#### YOUR OBJECTIVE
For each line of the data that includes the word "below", copy the line.

═════ DATA FOR ANALYSIS

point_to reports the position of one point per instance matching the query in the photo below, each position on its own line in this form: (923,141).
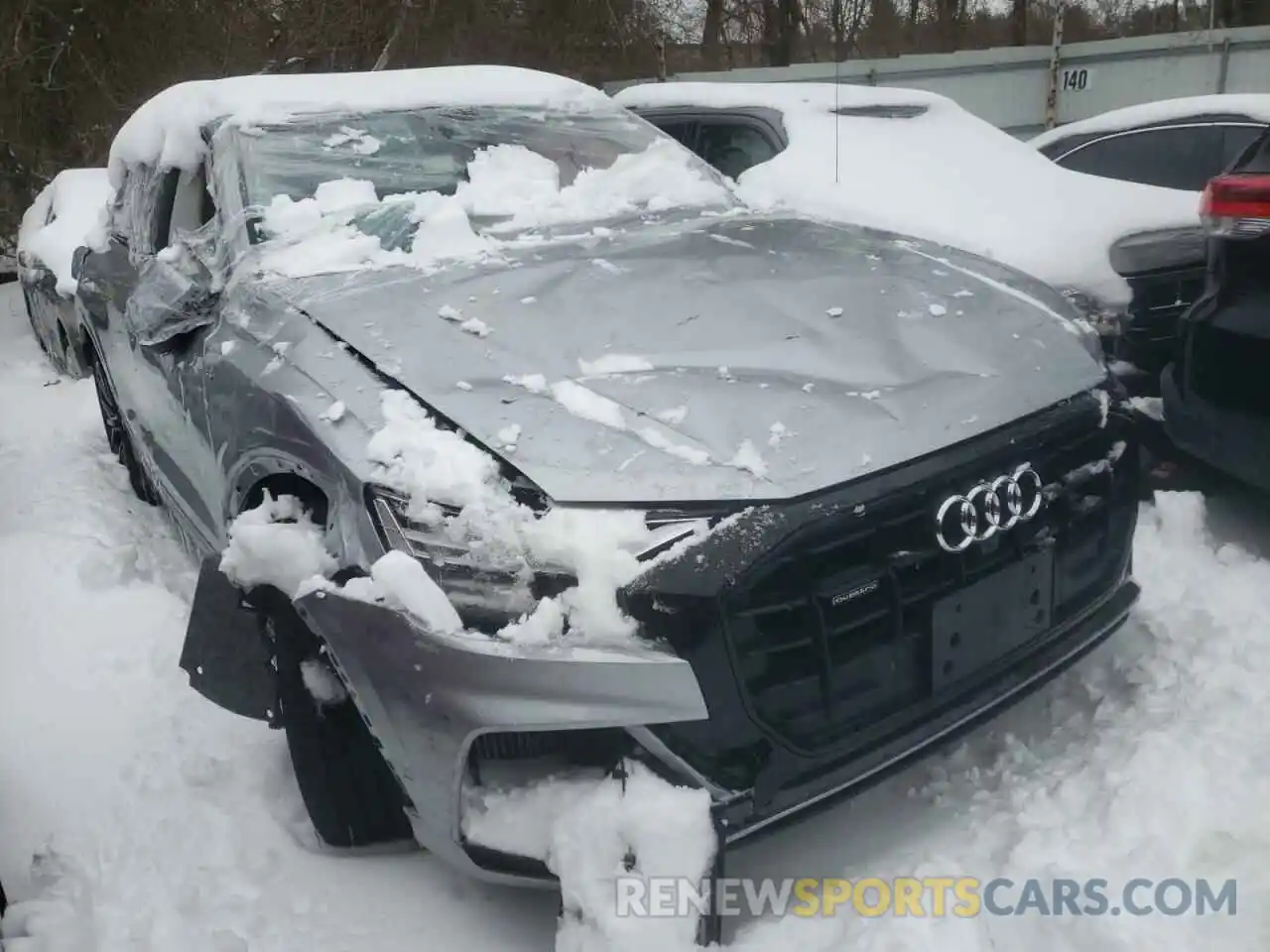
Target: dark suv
(1216,400)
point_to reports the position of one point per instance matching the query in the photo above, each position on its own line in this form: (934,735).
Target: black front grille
(830,631)
(1228,370)
(1160,298)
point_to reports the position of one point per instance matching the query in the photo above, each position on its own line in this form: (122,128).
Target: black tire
(35,327)
(119,440)
(348,788)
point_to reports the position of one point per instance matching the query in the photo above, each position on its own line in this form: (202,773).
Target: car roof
(1233,107)
(167,131)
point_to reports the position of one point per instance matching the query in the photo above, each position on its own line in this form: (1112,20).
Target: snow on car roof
(168,130)
(1251,104)
(774,95)
(79,200)
(944,176)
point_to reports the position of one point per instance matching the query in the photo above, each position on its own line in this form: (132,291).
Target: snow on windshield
(420,188)
(917,164)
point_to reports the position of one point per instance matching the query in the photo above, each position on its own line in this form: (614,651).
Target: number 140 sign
(1076,80)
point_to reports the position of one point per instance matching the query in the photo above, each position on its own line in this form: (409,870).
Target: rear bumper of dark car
(1233,442)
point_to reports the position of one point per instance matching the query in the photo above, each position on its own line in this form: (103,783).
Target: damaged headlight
(490,585)
(1102,321)
(481,585)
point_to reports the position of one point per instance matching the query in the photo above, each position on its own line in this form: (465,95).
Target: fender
(226,654)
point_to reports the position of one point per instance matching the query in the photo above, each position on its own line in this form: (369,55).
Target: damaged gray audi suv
(881,488)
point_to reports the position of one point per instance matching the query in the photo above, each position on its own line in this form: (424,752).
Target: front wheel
(350,793)
(118,438)
(31,316)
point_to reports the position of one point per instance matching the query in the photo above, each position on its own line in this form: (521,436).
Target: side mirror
(168,303)
(77,259)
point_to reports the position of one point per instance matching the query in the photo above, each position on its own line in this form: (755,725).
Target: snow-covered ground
(181,828)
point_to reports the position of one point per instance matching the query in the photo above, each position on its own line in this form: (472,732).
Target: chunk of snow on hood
(1151,407)
(659,440)
(475,326)
(613,363)
(509,435)
(79,200)
(748,458)
(587,404)
(276,543)
(324,685)
(532,382)
(318,235)
(403,584)
(513,181)
(435,465)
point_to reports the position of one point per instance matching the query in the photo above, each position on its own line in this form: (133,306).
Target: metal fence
(1008,86)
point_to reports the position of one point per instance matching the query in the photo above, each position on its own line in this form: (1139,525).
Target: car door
(40,287)
(107,280)
(168,385)
(1180,157)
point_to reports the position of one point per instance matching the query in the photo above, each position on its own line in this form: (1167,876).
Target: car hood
(721,359)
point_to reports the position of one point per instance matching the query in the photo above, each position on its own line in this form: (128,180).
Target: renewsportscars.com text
(935,896)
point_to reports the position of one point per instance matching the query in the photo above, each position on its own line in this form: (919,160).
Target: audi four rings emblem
(987,509)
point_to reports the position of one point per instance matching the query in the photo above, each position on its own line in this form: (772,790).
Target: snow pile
(79,199)
(587,404)
(944,176)
(168,130)
(276,543)
(329,231)
(592,830)
(525,186)
(1254,105)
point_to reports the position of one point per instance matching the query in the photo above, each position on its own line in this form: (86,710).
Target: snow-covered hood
(942,175)
(730,358)
(77,199)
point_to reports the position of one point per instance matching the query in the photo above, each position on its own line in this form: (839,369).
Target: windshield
(460,176)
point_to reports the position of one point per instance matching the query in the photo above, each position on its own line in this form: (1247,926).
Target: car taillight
(1237,206)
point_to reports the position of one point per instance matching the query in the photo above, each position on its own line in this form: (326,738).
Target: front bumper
(430,698)
(771,740)
(431,702)
(1225,439)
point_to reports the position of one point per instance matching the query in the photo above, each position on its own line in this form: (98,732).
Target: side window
(680,130)
(191,206)
(1183,158)
(134,209)
(1234,143)
(1259,159)
(733,146)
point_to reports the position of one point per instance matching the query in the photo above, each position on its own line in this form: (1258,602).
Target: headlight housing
(492,584)
(1102,321)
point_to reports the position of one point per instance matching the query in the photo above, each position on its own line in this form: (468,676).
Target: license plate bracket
(989,619)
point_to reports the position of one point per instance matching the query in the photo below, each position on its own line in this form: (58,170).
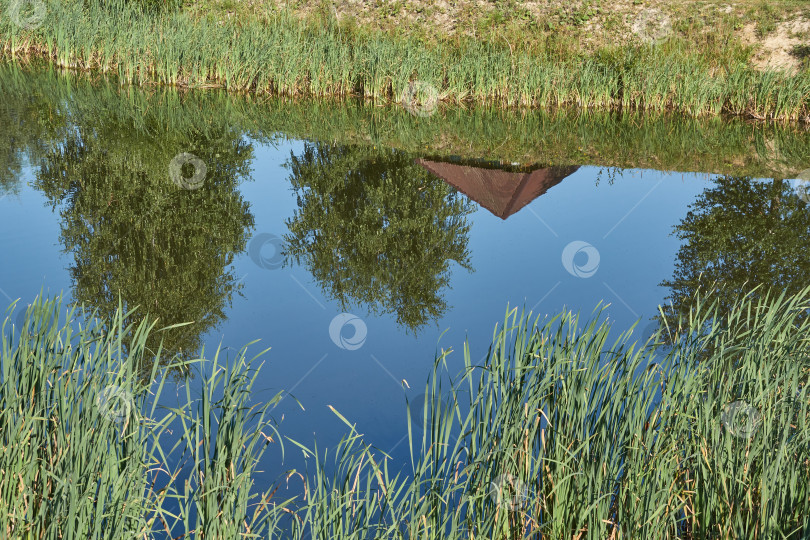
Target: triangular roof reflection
(503,189)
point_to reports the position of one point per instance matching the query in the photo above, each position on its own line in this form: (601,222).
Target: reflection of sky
(517,262)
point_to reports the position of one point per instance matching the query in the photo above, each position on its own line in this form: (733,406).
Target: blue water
(516,262)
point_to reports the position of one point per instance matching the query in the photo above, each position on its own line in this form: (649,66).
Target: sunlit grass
(88,451)
(562,430)
(285,56)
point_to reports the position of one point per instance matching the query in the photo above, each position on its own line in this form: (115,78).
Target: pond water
(356,263)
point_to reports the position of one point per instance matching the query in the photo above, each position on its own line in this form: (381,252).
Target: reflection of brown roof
(501,192)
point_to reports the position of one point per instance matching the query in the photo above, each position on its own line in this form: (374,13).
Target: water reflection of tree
(137,236)
(377,230)
(24,132)
(740,233)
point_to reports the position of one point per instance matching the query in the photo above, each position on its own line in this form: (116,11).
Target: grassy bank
(279,53)
(626,140)
(559,433)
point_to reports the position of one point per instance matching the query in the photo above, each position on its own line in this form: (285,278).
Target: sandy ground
(588,23)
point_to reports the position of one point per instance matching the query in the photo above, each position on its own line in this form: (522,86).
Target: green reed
(89,452)
(628,139)
(562,430)
(563,433)
(286,56)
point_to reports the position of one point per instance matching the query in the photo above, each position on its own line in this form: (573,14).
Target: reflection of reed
(500,191)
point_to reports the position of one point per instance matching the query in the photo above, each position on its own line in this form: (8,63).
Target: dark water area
(356,264)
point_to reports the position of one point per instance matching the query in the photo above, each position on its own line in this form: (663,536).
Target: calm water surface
(356,264)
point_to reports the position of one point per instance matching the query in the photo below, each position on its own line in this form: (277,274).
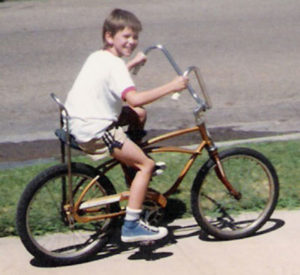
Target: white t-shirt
(95,100)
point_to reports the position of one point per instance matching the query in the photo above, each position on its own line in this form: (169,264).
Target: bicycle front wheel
(42,221)
(221,215)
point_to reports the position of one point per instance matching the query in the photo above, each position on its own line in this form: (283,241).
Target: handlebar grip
(136,69)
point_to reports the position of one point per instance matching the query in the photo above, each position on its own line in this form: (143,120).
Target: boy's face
(123,43)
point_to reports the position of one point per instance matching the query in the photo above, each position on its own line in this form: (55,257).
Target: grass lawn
(285,157)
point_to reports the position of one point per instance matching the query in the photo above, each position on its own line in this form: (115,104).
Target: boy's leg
(132,155)
(133,229)
(135,118)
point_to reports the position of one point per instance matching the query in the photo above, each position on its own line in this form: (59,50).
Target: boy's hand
(139,60)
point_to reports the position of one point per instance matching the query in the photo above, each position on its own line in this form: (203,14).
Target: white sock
(132,214)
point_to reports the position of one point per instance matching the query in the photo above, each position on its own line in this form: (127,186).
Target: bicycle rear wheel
(221,215)
(42,221)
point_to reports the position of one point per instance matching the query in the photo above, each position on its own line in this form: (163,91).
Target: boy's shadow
(174,210)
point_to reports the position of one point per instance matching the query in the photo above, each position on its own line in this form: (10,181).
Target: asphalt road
(248,52)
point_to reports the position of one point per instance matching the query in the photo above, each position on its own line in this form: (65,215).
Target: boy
(95,107)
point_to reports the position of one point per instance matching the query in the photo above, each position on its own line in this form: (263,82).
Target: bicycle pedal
(159,168)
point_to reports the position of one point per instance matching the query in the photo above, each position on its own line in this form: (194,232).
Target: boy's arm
(139,59)
(135,99)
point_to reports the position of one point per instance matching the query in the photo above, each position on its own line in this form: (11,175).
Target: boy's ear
(109,38)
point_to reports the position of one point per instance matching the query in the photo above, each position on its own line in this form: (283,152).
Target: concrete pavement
(274,250)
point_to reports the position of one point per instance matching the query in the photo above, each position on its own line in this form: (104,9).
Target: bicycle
(233,195)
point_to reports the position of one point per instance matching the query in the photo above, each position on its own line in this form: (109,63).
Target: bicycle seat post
(64,119)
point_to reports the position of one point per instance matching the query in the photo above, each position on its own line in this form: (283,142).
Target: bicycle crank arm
(104,201)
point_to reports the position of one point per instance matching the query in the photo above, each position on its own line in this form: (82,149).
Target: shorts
(98,148)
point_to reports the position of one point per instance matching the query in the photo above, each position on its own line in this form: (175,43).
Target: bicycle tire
(217,212)
(42,224)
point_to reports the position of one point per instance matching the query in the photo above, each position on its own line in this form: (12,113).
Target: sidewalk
(274,250)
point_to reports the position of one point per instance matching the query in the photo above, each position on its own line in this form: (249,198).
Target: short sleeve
(120,79)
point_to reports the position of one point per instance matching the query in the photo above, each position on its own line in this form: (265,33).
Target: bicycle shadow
(176,232)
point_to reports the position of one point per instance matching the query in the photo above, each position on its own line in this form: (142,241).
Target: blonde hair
(119,20)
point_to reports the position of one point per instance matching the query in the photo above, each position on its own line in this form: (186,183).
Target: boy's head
(118,20)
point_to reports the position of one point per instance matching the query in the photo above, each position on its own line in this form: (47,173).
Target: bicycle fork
(220,172)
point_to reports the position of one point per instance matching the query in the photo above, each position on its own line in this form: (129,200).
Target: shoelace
(148,227)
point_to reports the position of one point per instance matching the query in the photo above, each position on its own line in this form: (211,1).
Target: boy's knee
(149,165)
(142,114)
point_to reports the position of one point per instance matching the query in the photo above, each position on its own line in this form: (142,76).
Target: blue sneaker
(136,231)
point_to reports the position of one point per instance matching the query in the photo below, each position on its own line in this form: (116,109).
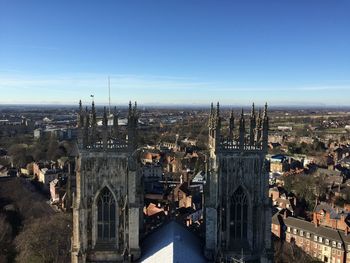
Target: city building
(237,205)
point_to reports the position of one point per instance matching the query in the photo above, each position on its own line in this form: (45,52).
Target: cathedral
(107,205)
(237,206)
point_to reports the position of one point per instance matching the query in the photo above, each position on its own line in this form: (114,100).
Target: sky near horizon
(290,52)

══════════

#### SOLVED EXERCISE
point_to reports the position of one point per instance matching the query in the photo below, each position on its own line in this form: (923,141).
point_to reports the position of one point per instance matching the query in the photo below, each position on its own line in this form: (58,170).
point_to reports the position of one point per instance matching the query in the photo below, each position on its own line in this form: (277,274).
point_to reports the position of one point per instance matching the query in the photo below, each position on its own line in this form: (116,109).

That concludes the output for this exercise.